## [TEXT UNDER STUDY]
■ ■ ■ ■
Just 20 years ago, our world was a very different place.

Laptops and the modern Internet were both a few years old, but neither had reached mainstream acceptance.

There were no digital cameras… no digital music players… no smartphones… no tablets… We didn’t have Facebook or texting. And if we got lost, there was no OnStar or Siri or Google Maps to save us.

Over the next 10 years, barriers will be broken… whole new industries will be created… fortunes will be made.

Advances in technology will bring such fundamental changes to our lives, they’ll dwarf all the progress we’ve seen since the great tech revolution that began in the late 1990s. Everything will change. The ways in which we work, shop, sleep, eat, travel, bank, communicate, entertain ourselves, conduct warfare, manufacture, design, distribute, create, transact, and maintain our own health will all be different.

Although we’ve seen radical changes in technology during the last two decades – streaming video, cellphones, the Internet, miniaturization, etc. – these improvements are only incremental.

In fact, they are just the foundation for technology-based changes that will be exponential.

We’re on the cusp of a new revolution. And those who act now will be the first to realize the extraordinary wealth these changes will bring

.Exponential Innovation

The problem with identifying an exponential change is that its early stages look the same as an ordinary linear change.

As shown in the graphic in Figure 1, exponential changes grow quite slowly in their early stages. But when they reach a certain tipping point – the sharp “elbow” you see in the graph – they take off like a rocket.

As an investor, you want to be in position just before the elbow.

Think about a company like Apple (AAPL). It enjoyed explosive growth – and explosive returns on its share price – during the early years of the computer revolution. After that, the company – and its stock – held steady for quite a while.
■ ■ ■ ■
## [DATA SECTION]
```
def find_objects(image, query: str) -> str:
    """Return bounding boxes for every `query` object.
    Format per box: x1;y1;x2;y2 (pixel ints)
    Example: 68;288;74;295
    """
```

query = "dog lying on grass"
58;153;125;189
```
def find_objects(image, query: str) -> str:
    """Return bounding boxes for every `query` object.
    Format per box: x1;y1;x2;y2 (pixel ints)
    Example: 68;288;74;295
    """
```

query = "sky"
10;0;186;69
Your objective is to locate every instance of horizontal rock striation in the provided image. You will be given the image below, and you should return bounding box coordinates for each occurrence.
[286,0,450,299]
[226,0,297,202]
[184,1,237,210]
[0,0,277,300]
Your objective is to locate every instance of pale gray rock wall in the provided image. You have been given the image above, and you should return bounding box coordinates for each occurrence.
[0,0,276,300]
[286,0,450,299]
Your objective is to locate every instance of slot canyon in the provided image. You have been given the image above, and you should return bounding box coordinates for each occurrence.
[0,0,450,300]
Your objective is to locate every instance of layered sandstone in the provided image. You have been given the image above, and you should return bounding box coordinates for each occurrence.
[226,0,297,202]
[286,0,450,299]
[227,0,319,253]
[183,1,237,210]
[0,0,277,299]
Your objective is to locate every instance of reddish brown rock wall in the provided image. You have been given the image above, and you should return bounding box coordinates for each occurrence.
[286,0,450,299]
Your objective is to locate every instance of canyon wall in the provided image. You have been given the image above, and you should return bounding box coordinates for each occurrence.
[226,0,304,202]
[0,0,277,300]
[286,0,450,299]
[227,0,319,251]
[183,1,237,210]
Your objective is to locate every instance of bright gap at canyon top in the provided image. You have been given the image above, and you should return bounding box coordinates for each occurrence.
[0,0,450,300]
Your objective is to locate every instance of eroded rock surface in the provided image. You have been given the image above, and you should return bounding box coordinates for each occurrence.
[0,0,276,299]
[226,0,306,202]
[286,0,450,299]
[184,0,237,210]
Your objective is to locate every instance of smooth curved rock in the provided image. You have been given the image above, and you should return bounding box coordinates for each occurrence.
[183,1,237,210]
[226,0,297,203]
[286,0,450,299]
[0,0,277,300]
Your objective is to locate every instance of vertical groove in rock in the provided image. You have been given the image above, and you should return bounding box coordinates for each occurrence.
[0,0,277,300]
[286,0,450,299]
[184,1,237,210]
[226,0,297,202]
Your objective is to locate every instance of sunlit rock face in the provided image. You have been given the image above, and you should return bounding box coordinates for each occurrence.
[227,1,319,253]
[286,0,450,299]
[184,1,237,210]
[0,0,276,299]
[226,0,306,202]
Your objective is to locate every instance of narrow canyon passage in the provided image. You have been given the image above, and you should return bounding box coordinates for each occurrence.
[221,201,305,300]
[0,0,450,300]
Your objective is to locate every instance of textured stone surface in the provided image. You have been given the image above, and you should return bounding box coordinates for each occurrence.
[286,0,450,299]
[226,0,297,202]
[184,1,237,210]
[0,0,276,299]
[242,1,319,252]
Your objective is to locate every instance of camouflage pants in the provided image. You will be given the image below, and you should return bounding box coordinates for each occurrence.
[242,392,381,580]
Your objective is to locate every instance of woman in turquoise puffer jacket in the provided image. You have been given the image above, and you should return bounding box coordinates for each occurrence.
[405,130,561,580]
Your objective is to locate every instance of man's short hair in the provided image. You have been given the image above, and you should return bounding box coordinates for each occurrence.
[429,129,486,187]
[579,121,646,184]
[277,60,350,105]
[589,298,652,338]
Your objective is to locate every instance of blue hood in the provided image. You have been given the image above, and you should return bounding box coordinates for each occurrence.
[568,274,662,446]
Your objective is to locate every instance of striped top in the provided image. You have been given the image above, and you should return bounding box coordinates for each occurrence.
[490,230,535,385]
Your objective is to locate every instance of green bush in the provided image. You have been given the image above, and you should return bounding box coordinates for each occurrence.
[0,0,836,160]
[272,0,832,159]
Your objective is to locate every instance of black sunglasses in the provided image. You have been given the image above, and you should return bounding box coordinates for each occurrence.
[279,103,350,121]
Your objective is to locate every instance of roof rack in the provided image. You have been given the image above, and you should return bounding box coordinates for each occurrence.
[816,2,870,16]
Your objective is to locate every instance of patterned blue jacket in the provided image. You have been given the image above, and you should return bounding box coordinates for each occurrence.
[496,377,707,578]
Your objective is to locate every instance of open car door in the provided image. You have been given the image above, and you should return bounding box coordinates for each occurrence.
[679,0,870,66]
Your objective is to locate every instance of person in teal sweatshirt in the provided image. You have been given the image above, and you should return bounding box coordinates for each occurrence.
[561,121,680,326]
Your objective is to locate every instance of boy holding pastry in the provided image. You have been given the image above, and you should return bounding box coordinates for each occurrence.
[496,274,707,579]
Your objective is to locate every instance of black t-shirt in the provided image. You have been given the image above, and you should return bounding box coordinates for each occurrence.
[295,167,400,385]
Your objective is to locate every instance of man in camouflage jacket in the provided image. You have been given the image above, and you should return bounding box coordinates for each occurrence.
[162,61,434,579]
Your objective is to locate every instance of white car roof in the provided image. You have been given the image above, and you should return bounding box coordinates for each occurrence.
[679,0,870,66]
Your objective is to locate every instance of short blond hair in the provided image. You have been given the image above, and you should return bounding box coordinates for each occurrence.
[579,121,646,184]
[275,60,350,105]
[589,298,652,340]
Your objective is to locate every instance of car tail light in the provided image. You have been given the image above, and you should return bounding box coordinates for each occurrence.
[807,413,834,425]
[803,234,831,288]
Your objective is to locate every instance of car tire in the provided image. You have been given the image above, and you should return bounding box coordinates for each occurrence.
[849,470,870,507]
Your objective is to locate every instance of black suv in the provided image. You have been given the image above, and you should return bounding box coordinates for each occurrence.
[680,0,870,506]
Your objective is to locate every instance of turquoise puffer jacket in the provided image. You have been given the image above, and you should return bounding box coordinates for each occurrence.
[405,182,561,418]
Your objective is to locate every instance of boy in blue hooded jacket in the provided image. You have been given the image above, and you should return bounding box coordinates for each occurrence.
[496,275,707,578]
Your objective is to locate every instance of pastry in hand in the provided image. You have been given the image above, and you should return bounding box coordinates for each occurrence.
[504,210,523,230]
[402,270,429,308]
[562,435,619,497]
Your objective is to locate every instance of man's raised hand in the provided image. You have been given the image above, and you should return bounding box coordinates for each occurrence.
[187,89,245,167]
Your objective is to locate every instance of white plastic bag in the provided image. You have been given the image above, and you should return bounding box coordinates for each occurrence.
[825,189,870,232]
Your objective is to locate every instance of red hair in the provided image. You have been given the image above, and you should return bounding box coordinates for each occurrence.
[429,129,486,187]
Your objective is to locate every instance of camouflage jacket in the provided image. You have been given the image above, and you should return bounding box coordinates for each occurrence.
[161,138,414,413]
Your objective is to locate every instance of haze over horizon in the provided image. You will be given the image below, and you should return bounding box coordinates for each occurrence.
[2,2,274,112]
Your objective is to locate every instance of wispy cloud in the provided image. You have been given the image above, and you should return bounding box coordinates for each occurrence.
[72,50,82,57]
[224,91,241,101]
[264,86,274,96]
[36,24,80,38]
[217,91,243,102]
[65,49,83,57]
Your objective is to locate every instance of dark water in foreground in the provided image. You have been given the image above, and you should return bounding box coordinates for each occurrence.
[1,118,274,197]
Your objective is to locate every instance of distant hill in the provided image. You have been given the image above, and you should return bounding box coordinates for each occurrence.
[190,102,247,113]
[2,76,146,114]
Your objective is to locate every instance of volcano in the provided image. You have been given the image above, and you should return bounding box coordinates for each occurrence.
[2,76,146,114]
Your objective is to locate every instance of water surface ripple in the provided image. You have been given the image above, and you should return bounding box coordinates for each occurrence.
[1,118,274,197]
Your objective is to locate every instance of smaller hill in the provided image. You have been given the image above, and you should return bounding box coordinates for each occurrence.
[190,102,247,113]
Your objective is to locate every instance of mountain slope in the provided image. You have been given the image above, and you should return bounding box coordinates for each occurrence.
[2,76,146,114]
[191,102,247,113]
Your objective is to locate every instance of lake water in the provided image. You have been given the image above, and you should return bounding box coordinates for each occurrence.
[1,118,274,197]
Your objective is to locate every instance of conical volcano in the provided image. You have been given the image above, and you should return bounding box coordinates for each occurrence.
■ ■ ■ ■
## [TASK 1]
In the passage on technology change, restate the stretch from "We’re on the" through "ordinary linear change." with "revolution" replaced by "transformation".
## [TASK 2]
List every service that the passage on technology change says did not exist 20 years ago to help someone who got lost.

## [EXERCISE RESULT 1]
We’re on the cusp of a new transformation. And those who act now will be the first to realize the extraordinary wealth these changes will bring

.Exponential Innovation

The problem with identifying an exponential change is that its early stages look the same as an ordinary linear change.

## [EXERCISE RESULT 2]
OnStar, Siri, Google Maps